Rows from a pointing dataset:

--- Start ---

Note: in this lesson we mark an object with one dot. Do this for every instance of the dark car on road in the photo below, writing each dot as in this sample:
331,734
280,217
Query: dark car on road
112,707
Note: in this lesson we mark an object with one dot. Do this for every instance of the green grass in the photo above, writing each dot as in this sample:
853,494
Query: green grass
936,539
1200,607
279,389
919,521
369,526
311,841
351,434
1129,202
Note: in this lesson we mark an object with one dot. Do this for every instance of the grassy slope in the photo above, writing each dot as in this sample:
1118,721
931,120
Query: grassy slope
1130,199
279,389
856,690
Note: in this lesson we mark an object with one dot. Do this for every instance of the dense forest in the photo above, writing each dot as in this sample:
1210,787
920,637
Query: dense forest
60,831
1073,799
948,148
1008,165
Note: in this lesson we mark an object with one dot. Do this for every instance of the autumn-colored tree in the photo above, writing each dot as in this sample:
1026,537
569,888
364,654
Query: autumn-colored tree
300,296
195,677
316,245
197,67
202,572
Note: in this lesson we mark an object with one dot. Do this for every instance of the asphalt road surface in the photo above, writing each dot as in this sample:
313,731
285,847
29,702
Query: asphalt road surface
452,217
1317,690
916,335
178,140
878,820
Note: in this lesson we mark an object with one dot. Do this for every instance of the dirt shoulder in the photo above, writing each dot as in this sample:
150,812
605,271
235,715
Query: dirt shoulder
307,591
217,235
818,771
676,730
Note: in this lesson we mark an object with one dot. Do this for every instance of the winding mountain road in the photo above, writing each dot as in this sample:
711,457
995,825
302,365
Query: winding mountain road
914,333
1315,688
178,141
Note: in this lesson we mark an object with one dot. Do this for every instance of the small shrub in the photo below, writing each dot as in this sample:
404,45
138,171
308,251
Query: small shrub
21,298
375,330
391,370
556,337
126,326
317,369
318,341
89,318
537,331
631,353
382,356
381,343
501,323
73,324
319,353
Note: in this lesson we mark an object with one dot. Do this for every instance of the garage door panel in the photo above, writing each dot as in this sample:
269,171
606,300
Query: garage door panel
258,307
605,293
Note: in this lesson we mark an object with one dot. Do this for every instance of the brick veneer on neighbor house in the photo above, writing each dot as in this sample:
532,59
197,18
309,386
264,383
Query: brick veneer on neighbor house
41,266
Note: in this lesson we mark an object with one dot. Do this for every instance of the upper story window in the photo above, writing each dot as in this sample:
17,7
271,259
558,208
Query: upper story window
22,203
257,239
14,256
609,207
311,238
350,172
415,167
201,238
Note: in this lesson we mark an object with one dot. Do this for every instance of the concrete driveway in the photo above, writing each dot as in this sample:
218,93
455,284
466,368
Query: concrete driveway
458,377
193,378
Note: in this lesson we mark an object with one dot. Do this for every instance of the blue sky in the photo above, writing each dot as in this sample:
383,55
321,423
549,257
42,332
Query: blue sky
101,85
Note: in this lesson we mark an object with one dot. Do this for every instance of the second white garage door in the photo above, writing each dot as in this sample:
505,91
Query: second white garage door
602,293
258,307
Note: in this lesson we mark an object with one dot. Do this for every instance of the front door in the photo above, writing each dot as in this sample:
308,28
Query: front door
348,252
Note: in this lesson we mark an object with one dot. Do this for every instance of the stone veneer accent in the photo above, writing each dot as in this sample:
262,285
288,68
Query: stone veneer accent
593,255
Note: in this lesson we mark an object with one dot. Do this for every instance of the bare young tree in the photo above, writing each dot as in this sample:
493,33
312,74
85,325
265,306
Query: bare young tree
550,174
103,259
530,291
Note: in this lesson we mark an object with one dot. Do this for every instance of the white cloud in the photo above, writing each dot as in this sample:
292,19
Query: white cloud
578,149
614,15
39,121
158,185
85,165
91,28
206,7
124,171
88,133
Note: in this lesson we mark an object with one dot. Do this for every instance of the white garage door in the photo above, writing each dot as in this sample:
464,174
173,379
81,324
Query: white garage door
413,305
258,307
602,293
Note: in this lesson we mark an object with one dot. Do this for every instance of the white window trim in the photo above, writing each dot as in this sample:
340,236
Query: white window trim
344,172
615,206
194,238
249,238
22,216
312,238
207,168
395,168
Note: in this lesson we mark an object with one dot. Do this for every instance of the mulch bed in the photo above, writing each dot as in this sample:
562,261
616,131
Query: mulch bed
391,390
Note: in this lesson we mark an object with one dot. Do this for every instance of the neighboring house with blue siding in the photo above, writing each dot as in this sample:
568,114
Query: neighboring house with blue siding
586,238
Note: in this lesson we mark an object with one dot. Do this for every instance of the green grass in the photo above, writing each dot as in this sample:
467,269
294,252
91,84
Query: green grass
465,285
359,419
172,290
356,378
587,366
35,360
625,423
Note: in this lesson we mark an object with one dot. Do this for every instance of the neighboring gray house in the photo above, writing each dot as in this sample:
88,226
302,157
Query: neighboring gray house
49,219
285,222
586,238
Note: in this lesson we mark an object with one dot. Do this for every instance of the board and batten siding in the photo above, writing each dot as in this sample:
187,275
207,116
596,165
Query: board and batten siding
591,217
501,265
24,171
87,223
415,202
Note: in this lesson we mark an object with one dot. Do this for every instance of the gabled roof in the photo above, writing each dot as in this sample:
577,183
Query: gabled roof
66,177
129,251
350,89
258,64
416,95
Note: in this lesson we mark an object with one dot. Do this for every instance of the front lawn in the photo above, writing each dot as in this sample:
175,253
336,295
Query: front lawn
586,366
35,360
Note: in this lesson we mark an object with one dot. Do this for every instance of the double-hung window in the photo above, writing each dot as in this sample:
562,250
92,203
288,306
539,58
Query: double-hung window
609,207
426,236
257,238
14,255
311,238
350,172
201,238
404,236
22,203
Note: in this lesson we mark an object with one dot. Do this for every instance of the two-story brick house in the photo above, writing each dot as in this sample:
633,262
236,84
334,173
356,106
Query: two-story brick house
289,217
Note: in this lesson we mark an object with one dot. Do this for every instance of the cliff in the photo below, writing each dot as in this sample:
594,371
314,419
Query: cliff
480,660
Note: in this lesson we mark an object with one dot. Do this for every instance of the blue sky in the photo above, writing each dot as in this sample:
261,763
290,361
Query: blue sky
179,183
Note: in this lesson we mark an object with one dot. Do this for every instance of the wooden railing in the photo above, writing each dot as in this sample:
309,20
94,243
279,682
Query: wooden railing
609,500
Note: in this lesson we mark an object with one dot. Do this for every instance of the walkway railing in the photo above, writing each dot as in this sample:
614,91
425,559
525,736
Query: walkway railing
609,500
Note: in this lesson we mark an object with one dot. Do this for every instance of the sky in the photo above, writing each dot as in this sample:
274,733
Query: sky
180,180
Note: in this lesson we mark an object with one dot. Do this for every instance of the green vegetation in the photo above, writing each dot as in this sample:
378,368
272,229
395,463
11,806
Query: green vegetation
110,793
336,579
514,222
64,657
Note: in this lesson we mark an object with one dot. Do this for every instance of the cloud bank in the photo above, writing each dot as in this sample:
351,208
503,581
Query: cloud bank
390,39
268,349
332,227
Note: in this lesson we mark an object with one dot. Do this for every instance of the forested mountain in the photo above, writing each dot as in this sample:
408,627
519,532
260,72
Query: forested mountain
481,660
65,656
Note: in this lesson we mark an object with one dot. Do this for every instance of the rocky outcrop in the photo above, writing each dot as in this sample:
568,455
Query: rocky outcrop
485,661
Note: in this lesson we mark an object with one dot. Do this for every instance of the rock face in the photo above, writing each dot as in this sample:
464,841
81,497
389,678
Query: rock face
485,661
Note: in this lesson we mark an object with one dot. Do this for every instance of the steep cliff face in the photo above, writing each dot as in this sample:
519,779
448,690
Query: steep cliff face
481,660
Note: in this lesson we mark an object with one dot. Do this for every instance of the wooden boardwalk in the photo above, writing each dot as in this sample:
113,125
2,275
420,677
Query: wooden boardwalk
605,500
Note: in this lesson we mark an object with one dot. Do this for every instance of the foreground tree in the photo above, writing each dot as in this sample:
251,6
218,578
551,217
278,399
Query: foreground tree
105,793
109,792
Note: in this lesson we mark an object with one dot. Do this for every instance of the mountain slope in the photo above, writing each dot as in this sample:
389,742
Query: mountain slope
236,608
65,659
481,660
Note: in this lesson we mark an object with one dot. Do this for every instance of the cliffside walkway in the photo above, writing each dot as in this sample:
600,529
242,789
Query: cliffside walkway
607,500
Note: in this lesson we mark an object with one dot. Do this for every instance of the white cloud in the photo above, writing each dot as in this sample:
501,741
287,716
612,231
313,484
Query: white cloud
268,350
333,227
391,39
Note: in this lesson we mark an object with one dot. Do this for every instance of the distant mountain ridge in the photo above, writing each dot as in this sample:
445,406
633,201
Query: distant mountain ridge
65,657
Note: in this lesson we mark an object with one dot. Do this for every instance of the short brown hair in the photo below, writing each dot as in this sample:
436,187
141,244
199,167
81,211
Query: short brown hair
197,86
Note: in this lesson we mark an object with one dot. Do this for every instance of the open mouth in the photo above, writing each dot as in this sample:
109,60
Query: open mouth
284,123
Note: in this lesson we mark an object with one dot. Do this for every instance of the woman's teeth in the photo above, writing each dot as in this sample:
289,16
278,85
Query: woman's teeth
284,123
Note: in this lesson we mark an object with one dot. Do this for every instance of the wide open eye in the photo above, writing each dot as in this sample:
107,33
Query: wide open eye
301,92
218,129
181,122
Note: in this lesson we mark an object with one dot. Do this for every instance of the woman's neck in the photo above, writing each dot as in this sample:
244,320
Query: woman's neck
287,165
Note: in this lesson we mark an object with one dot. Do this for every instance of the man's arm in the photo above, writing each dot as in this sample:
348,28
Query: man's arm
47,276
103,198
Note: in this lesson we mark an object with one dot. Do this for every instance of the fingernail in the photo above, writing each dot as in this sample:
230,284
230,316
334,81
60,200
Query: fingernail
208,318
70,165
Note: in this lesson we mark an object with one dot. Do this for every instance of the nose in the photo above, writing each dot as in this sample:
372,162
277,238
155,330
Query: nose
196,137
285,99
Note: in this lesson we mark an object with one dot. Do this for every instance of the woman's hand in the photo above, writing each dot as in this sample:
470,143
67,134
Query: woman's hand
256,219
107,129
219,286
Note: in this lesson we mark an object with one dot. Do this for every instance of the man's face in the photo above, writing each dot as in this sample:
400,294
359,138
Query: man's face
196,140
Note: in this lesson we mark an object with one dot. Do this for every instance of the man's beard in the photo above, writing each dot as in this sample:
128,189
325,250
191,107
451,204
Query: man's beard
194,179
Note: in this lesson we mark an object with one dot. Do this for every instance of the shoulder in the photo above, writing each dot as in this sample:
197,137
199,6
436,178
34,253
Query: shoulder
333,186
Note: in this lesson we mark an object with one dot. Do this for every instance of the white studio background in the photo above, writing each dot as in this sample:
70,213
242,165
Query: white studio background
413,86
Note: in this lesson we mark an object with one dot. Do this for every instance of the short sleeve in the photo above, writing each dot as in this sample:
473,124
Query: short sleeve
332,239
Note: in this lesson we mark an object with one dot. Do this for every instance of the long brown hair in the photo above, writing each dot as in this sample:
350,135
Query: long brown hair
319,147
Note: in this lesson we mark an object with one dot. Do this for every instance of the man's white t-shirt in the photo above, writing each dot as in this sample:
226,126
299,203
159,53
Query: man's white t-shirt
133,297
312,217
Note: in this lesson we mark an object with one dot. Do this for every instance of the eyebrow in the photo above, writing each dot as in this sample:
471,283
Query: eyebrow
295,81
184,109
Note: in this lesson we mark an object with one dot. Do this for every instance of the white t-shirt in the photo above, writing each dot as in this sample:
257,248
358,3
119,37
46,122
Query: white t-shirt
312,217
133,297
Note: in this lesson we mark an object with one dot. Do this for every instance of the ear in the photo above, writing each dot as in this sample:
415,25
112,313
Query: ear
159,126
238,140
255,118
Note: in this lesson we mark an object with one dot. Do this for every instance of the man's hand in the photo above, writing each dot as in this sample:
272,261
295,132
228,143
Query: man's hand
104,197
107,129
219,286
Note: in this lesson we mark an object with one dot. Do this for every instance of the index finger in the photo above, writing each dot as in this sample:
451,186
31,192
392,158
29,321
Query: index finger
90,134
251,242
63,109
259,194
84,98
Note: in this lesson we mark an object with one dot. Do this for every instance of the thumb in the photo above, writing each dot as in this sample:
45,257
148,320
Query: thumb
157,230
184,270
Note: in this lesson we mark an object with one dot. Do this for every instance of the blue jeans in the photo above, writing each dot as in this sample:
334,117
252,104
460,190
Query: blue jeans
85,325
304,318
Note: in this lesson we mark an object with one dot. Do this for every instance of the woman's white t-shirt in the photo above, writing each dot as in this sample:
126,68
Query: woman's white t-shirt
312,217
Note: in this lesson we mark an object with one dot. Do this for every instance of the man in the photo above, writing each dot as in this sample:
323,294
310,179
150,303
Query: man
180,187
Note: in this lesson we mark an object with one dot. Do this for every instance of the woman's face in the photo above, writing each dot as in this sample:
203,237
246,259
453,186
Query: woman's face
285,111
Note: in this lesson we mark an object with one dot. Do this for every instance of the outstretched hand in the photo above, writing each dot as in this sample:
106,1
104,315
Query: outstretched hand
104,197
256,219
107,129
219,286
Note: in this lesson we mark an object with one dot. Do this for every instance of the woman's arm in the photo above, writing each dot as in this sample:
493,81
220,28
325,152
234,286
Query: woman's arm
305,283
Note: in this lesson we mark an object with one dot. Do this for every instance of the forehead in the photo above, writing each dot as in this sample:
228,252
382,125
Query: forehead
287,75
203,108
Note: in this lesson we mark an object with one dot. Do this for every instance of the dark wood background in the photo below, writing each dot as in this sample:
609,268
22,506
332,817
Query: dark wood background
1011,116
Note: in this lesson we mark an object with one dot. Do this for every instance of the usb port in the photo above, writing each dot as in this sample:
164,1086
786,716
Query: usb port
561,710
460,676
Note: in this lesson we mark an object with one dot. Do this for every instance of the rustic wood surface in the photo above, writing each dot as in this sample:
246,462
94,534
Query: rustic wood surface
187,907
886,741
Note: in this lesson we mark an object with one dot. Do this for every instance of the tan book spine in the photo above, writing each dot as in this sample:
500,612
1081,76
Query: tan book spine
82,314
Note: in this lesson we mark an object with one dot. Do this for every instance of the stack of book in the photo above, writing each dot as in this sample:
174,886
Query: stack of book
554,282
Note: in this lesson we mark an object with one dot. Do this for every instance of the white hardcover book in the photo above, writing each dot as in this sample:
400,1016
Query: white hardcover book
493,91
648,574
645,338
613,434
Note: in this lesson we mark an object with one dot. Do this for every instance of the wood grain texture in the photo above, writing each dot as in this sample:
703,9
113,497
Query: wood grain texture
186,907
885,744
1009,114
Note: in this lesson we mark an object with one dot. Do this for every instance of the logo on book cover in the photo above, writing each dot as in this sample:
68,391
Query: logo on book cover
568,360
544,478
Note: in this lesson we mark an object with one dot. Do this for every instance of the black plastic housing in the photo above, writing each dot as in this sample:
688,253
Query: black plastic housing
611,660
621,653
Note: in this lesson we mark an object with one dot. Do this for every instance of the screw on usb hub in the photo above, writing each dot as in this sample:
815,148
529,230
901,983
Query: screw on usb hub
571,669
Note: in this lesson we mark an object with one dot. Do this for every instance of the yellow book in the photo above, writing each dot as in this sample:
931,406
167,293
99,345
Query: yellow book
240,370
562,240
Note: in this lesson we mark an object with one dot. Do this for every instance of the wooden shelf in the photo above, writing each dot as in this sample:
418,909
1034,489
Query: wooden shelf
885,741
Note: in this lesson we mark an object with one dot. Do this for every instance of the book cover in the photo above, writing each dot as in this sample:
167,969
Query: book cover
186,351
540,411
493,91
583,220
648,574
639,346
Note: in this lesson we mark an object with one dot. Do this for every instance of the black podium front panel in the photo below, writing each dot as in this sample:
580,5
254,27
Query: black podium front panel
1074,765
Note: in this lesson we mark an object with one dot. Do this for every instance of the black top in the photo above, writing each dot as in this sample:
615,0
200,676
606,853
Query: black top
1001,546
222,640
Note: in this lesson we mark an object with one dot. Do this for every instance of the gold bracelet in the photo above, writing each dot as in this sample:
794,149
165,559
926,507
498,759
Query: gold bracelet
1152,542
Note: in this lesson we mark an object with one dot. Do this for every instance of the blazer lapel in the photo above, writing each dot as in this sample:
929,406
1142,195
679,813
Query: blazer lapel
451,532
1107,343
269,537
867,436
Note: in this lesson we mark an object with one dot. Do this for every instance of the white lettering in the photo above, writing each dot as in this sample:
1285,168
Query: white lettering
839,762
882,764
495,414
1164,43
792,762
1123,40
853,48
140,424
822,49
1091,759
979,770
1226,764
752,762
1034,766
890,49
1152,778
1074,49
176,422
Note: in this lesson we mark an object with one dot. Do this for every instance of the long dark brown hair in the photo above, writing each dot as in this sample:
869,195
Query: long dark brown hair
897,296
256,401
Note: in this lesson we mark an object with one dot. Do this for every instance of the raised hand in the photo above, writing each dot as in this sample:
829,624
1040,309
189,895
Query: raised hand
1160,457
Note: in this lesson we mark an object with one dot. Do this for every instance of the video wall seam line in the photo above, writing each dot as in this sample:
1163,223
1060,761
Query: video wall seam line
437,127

--- End ---

Exercise description
From the line containing "of the gold" to the last line of the material, please quote every line exactly and only those.

Final result
Note: in this lesson we mark an object with one dot. Do this for every instance of the gold bracelet in the photo above, writing each dot as in this sample:
794,149
165,559
926,507
498,759
Query: gold bracelet
1152,542
Note: in this lesson we mark an object with one dot. Do this for every instance of the blazer lapel in the photo above, writing each dot as in this sample:
929,406
1142,195
679,813
Query: blazer lapel
451,532
1107,343
269,537
867,436
Note: in this lesson we mark an object with one dot. Do this for every instance of the white lettering in the photo above, writing each dot as in this sample:
1285,168
Query: white lettering
839,762
882,764
495,414
1164,43
792,762
1123,40
853,48
140,424
822,49
1091,759
979,770
1226,764
752,762
1034,766
890,49
1152,778
1074,49
176,422
Note: in this lesson we mark an object with one dot. Do this for every instance of the long dark brown hair in the photo above, writing each dot as in this sample:
869,195
Query: long dark brown hair
897,296
256,401
Note: in this lesson we mark an object with one dot. Do this for every instance of the raised hand in the photo above, writing each dot as in this sample:
829,624
1040,309
189,895
Query: raised hand
1160,457
Note: in this lesson we mark an object with one dot. Do this for every instance of the video wall seam line in the photo above, writing each dot as in this sample:
1163,223
1060,761
Query: video wall seam line
437,127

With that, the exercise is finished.